** QUESTIONS **
1. From the passage on CT scan findings in patients with suspected PE, put this sentence into Spanish: "Thirty-nine patients (19%) were given a diagnosis of PE."
2. Carry the passage on CT scan findings in patients with suspected PE forward from its last sentence.

** PASSAGE PROVIDED **

__________

Methods:  In 203 consecutive patients with suspected PE, we prospectively evaluated the clinical implication of abnormalities on CTPA. Alternative diagnoses were defined on clinical grounds before and after CTPA. Subsequent diagnostic tests and therapeutic consequences were assessed by criteria defined a priori.

Results:  Sixty-one of the 203 patients (30%) had no abnormality on CTPA. Thirty-nine patients (19%) were given a diagnosis of PE. Before CTPA, alternative diagnoses were suspected in 97 patients (48%). Findings supporting an alternative diagnosis were detected in 88 patients (43%). In 28 patients, this was a new finding; in 18, a conclusive and previously unknown alternative diagnosis was made on the basis of the CTPA results. Overall, the findings supporting alternative diagnoses had therapeutic consequences in 10 patients (4.9%). Incidental findings (nodules and enlarged lymph nodes) requiring diagnostic procedures were present in 17 patients (8.4%), with one (0.5%) having a therapeutic consequence.

__________

** SUPPLIED INFORMATION **
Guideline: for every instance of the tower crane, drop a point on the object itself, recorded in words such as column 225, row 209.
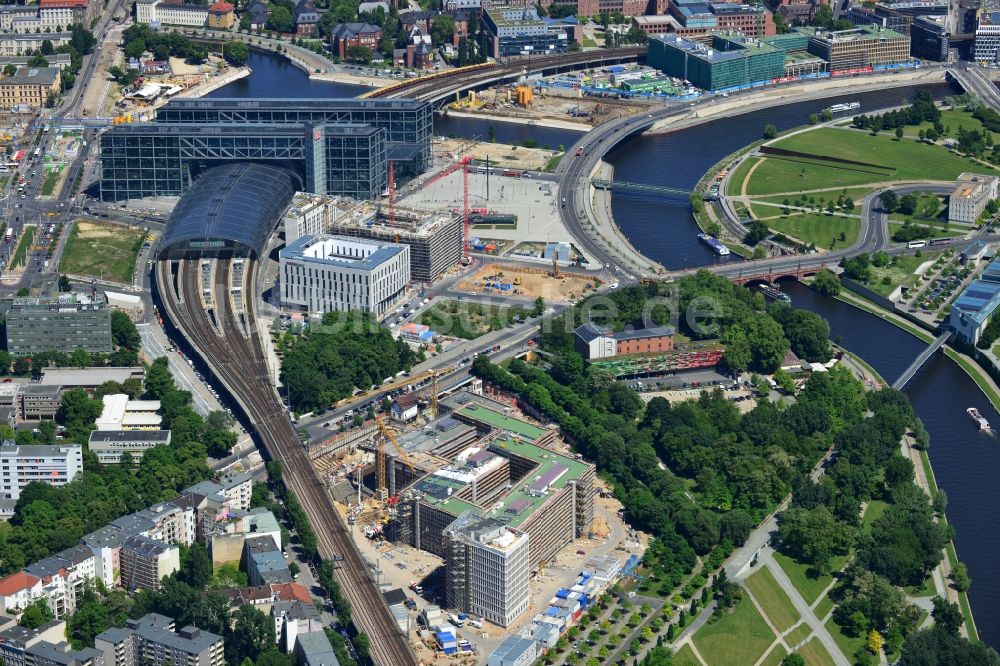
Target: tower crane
column 382, row 491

__________

** RESPONSES BY ITEM NUMBER **
1. Treinta y nueve pacientes (19 %) recibieron un diagnóstico de EP.

2.
Conclusions:  In patients undergoing CTPA for suspected PE, findings supporting an alternative diagnosis were found in almost one-half of the patients. However, in only a few patients, the alternative diagnosis had therapeutic consequences. Hence, CTPA should principally be used to confirm or exclude PE in high-probability cases but not to establish an alternative diagnosis.